__ACTIONS TO TAKE__.
1) Answer these questions using the passage about Adam's Apple:
(a) Which label put out Second Genesis, and in what year?
(b) Who made up the rhythm section on JuJu?
(c) What role would Shorter serve in Art Blakey and the Jazz Messengers?
2) Decide whether each statement agrees with the passage about Adam's Apple:
(a) JuJu was a session done for Blue Note in August 1964.
(b) On Adam's Apple, the mood turns restless at higher speeds.
(c) Bossa nova is one of the time feels heard on Adam's Apple.

Rather, Adam’s Apple coheres more closely to such prior vehicles for Shorter’s individualistic tenor saxophone voice as Second Genesis, a VeeJay blues-and-standards swinger from 1960, and JuJu, a kinetic, effervescent session done for Blue Note in August 1964 positioned halfway between the John Coltrane Quartet (the rhythm section are Coltraneans McCoy Tyner, Reggie Workman, and Elvin Jones) and Art Blakey and the Jazz Messengers, in which Shorter would serve as Musical Director for another month. On Adam’s Apple, even at higher velocities, the ambiance is reflective, with time feels ranging from swing to slow drag to straight-eighth funk to bossa nova. Shorter’s tone is sumptuous in all tempos and registers; Hancock’s voicings and solos epitomize taste placed at the service of imagination; Workman executes the function to perfection and solos with flair; Chambers plays with the blend of surge, touch, and orchestrative nuance that guaranteed that any mid-‘60s Blue Note recording he performed on would be synonymous with excellence.

[Records from a collection]
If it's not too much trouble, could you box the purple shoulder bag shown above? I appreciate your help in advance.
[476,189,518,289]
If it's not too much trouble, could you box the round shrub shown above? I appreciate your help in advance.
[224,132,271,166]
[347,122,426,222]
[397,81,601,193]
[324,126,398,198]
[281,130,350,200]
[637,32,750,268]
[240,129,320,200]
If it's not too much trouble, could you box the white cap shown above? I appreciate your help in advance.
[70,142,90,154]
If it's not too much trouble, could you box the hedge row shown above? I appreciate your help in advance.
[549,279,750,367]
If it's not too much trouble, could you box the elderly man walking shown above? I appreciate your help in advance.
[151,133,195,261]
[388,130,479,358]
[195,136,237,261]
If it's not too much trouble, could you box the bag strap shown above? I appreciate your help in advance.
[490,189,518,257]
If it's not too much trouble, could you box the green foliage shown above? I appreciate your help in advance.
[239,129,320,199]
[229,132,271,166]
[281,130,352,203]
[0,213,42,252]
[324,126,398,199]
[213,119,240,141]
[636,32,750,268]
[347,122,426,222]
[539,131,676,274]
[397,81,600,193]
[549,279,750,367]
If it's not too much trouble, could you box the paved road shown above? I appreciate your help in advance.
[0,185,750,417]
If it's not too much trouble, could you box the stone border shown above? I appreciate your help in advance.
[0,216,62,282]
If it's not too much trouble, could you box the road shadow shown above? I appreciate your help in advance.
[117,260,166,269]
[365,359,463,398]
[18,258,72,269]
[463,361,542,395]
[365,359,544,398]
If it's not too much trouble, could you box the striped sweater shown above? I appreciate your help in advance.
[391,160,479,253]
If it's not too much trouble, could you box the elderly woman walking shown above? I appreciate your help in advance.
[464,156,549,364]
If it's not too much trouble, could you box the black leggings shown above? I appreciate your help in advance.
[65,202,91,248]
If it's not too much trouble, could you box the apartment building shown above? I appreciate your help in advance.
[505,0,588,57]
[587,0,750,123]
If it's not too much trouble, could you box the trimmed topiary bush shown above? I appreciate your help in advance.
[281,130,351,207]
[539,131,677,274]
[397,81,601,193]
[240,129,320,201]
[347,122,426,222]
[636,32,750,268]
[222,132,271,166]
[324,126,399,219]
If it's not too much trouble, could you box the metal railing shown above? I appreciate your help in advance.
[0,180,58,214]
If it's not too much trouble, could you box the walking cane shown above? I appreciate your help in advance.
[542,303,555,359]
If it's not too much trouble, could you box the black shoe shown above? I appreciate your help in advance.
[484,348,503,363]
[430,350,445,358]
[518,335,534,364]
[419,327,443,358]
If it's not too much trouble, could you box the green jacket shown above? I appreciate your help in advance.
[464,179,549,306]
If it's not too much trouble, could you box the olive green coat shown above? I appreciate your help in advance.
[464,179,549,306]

__SOLUTIONS PER TASK__.
1)
(a) VeeJay, in 1960.
(b) McCoy Tyner, Reggie Workman, and Elvin Jones.
(c) Musical Director.

2)
(a) Yes: "a kinetic, effervescent session done for Blue Note in August 1964"
(b) No: "even at higher velocities, the ambiance is reflective"
(c) Yes: "with time feels ranging from swing to slow drag to straight-eighth funk to bossa nova"